■ Reading text
####################

[Gluster-Maintainers] [Gluster-devel] Release 5: Master branch health report (Week of 30th July)

Fri Aug 3 11:41:22 UTC 2018

On Fri, Aug 3, 2018 at 4:01 PM, Kotresh Hiremath Ravishankar <
khiremat at redhat.com> wrote:

> Hi Du/Poornima,
>
> I was analysing bitrot and geo-rep failures and I suspect there is a bug
> in some perf xlator
> that was one of the cause. I was seeing following behaviour in few runs.
>
> 1. Geo-rep synced data to slave. It creats empty file and then rsync syncs
> data.
>     But test does "stat --format "%F" <file>" to confirm. If it's empty,
> it returns
>     "regular empty file" else "regular file". I believe it did get the
> "regular empty file"
>     instead of "regular file" until timeout.
>

https://review.gluster.org/20549 might be relevant.

> 2. Other behaviour is with bitrot, with brick-mux. If a file is deleted on
> the back end on one brick
>     and the look up is done. What all performance xlators needs to be
> disabled to get the lookup/revalidate
>     on the brick where the file was deleted. Earlier, only md-cache was
> disable and it used to work.
>     No it's failing intermittently.
>

You need to disable readdirplus in the entire stack. Refer to
https://lists.gluster.org/pipermail/gluster-users/2017-March/030148.html

> Are there any pending patches around these areas that needs to be merged ?
> If there are, then it could be affecting other tests as well.
>
> Thanks,
> Kotresh HR
>
> On Fri, Aug 3, 2018 at 3:07 PM, Karthik Subrahmanya <ksubrahm at redhat.com>
> wrote:
>
>>
>>
>> On Fri, Aug 3, 2018 at 2:12 PM Karthik Subrahmanya <ksubrahm at redhat.com>
>> wrote:
>>
>>>
>>>
>>> On Thu, Aug 2, 2018 at 11:00 PM Karthik Subrahmanya <ksubrahm at redhat.com>
>>> wrote:
>>>
>>>>
>>>>
>>>> On Tue 31 Jul, 2018, 10:17 PM Atin Mukherjee, <amukherj at redhat.com>
>>>> wrote:
>>>>
>>>>> I just went through the nightly regression report of brick mux runs
>>>>> and here's what I can summarize.
>>>>>
>>>>> ============================================================
>>>>> ============================================================
>>>>> =================================================
>>>>> Fails only with brick-mux
>>>>> ============================================================
>>>>> ============================================================
>>>>> =================================================
>>>>> tests/bugs/core/bug-1432542-mpx-restart-crash.t - Times out even
>>>>> after 400 secs. Refer https://fstat.gluster.org/fail
>>>>> ure/209?state=2&start_date=2018-06-30&end_date=2018-07-31&branch=all,
>>>>> specifically the latest report https://build.gluster.org/job/
>>>>> regression-test-burn-in/4051/consoleText . Wasn't timing out as
>>>>> frequently as it was till 12 July. But since 27 July, it has timed out
>>>>> twice. Beginning to believe commit 9400b6f2c8aa219a493961e0ab9770b7f12e80d2
>>>>> has added the delay and now 400 secs isn't sufficient enough (Mohit?)

####################

Segmentation dataset records

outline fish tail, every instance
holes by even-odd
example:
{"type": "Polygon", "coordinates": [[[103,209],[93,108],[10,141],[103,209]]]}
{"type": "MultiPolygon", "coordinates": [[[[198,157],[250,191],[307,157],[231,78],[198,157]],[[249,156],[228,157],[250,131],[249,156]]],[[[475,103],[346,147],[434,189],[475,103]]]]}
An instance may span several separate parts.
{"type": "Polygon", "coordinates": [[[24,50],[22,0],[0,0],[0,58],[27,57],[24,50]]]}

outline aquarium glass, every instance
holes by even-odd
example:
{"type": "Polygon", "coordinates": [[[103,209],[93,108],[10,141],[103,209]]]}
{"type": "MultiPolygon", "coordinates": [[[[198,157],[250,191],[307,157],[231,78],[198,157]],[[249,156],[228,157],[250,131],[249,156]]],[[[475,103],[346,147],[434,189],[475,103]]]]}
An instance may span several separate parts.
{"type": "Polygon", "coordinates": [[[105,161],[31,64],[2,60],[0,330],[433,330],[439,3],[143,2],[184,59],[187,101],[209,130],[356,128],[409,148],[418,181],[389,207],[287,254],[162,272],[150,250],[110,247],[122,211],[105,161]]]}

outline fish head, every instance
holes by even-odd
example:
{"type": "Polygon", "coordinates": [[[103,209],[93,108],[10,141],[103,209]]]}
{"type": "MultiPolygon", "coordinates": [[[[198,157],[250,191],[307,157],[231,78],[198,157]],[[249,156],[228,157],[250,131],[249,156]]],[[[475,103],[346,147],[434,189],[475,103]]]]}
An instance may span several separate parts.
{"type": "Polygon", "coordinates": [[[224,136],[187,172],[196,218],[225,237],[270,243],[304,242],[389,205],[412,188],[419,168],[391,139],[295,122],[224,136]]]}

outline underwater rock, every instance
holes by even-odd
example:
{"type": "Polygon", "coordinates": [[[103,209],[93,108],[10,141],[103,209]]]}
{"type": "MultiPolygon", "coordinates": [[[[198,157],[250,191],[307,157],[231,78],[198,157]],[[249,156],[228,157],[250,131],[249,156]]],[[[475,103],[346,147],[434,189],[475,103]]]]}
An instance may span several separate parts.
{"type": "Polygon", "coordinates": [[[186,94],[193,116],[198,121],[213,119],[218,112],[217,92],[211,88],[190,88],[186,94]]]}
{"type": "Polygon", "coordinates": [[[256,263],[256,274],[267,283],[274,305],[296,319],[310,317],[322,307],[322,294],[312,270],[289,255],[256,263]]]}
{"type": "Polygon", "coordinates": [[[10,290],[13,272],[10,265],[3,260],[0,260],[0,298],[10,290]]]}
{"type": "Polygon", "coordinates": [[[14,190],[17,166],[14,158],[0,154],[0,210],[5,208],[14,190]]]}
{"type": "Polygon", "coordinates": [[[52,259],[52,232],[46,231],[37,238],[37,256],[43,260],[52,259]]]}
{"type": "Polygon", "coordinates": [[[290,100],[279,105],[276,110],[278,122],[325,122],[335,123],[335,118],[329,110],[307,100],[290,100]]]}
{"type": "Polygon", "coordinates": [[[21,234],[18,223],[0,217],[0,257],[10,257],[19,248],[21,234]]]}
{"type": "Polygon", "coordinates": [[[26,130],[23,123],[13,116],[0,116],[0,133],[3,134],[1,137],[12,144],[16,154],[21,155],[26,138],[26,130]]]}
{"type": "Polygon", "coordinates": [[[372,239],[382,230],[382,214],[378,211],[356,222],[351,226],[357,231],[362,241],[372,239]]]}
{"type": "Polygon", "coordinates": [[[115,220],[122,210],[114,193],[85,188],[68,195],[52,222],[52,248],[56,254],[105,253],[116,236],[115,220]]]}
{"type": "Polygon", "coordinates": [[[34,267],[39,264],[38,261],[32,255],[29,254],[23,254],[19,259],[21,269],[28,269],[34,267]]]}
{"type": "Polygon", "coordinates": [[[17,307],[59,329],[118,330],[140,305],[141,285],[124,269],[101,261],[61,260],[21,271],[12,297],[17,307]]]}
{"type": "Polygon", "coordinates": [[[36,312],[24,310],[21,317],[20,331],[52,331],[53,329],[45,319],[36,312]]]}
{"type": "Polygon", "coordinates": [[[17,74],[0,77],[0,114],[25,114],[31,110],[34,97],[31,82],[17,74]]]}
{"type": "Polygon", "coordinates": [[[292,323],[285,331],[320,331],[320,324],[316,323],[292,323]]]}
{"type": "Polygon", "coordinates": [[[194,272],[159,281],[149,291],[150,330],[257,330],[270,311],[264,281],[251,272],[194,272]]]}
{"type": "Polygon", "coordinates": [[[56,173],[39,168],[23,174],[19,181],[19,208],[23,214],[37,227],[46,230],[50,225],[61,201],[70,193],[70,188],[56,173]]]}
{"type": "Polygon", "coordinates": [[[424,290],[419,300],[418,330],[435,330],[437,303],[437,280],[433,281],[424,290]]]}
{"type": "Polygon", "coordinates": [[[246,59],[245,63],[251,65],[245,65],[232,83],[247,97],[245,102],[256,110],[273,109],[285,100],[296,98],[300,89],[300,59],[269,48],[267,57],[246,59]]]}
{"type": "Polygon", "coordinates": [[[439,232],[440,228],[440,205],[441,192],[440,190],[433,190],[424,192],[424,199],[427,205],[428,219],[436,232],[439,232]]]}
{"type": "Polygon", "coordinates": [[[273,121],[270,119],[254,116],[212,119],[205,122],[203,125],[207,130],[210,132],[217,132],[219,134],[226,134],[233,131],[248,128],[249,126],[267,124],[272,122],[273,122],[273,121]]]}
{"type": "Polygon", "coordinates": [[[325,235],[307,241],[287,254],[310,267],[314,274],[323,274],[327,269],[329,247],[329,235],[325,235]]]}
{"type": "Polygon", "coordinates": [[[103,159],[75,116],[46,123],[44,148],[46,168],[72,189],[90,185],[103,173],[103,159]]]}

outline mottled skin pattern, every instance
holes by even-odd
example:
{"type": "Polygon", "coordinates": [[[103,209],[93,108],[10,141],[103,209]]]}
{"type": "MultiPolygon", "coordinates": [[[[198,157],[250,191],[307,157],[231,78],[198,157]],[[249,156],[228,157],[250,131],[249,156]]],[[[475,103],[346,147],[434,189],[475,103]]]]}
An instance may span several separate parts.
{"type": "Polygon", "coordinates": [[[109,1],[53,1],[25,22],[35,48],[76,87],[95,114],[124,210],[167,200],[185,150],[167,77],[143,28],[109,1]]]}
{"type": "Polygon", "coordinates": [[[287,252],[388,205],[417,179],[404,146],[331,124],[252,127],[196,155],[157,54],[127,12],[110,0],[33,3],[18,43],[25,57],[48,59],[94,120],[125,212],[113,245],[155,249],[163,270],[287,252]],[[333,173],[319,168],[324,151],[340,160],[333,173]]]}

####################

■ Short problem A
Reproduce the passage of the Gluster thread from "You need to" up to and including "be merged ?", substituting "readdir-ahead" for "readdirplus".
■ Short problem B
Continue the Gluster thread from the point at which it stops.

■ Answer A
You need to disable readdir-ahead in the entire stack. Refer to
https://lists.gluster.org/pipermail/gluster-users/2017-March/030148.html

> Are there any pending patches around these areas that needs to be merged ?

■ Answer B
>>>>>
>>>>> tests/bugs/glusterd/add-brick-and-validate-replicated-volume-options.t
>>>>> (Ref - https://build.gluster.org/job/regression-test-with-multiplex
>>>>> /814/console) -  Test fails only in brick-mux mode, AI on Atin to
>>>>> look at and get back.
>>>>>
>>>>> tests/bugs/replicate/bug-1433571-undo-pending-only-on-up-bricks.t (
>>>>> https://build.gluster.org/job/regression-test-with-multiple
>>>>> x/813/console) - Seems like failed just twice in last 30 days as per
>>>>> https://fstat.gluster.org/failure/251?state=2&start_date=
>>>>> 2018-06-30&end_date=2018-07-31&branch=all. Need help from AFR team.
>>>>>
>>>>> tests/bugs/quota/bug-1293601.t (https://build.gluster.org/job
>>>>> /regression-test-with-multiplex/812/console) - Hasn't failed after 26
>>>>> July and earlier it was failing regularly. Did we fix this test through any
>>>>> patch (Mohit?)
>>>>>
>>>>> tests/bitrot/bug-1373520.t - (https://build.gluster.org/job
>>>>> /regression-test-with-multiplex/811/console)  - Hasn't failed after
>>>>> 27 July and earlier it was failing regularly. Did we fix this test through
>>>>> any patch (Mohit?)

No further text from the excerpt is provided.